◆ Raw data
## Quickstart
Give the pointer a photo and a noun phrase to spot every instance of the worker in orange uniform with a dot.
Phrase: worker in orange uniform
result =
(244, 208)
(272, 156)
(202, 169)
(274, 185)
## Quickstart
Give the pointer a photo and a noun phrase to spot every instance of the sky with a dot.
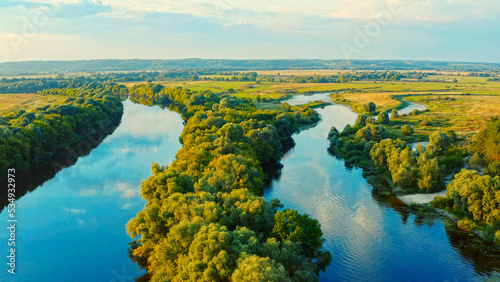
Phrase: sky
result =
(442, 30)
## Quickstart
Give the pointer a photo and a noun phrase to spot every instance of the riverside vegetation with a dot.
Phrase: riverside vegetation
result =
(204, 219)
(235, 126)
(473, 195)
(30, 136)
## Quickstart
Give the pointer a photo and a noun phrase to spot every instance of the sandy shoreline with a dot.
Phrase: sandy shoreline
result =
(420, 198)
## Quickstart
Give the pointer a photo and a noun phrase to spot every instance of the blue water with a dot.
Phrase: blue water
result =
(72, 228)
(370, 237)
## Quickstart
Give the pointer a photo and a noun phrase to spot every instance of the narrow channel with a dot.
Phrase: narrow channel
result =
(371, 237)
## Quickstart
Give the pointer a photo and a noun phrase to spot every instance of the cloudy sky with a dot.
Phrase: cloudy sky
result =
(449, 30)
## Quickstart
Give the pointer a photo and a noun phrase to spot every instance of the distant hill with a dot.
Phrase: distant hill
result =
(51, 67)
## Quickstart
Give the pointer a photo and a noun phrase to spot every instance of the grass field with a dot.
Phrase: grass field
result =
(456, 101)
(10, 101)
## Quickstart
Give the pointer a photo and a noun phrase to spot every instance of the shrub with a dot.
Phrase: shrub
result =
(407, 130)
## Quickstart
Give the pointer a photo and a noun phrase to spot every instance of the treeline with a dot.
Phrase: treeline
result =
(27, 137)
(474, 194)
(34, 85)
(204, 220)
(44, 67)
(359, 76)
(422, 169)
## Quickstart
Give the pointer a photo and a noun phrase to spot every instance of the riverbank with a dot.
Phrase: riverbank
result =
(420, 198)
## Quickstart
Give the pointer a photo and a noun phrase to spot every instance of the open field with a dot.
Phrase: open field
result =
(9, 101)
(456, 101)
(26, 101)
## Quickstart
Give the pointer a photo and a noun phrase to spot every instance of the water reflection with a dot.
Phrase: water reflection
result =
(72, 227)
(370, 236)
(304, 99)
(411, 107)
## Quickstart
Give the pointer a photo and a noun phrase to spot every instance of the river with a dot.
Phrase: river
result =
(371, 237)
(72, 227)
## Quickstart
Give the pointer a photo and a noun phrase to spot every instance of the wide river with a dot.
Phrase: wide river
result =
(72, 227)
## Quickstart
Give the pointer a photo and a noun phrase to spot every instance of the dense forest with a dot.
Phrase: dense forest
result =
(28, 137)
(204, 219)
(421, 170)
(54, 67)
(474, 193)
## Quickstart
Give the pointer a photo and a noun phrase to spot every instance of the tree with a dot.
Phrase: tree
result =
(365, 133)
(286, 107)
(370, 107)
(383, 118)
(361, 120)
(487, 141)
(394, 114)
(430, 174)
(440, 141)
(300, 229)
(255, 268)
(407, 130)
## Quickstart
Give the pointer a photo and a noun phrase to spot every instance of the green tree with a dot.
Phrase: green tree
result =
(383, 118)
(407, 130)
(370, 107)
(394, 114)
(298, 228)
(255, 268)
(440, 141)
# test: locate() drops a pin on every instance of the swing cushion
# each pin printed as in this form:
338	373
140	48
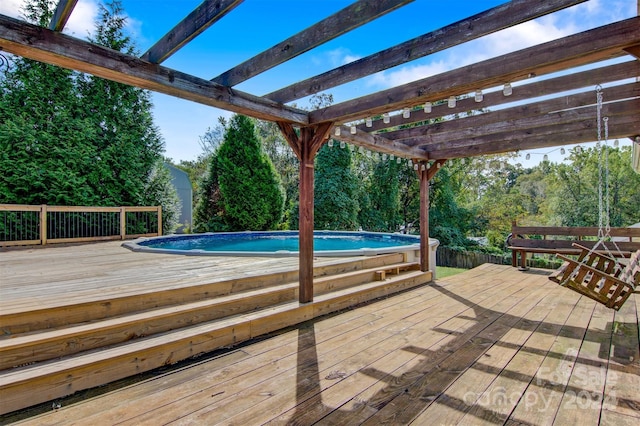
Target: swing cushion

◆ Aim of the exercise
Read the material above and copy out each line holding "narrow".

◆ Answer to the exercise
Give the pointer a photo and a noun phrase to spot every instance of the narrow channel with a dot.
Phrase: narrow channel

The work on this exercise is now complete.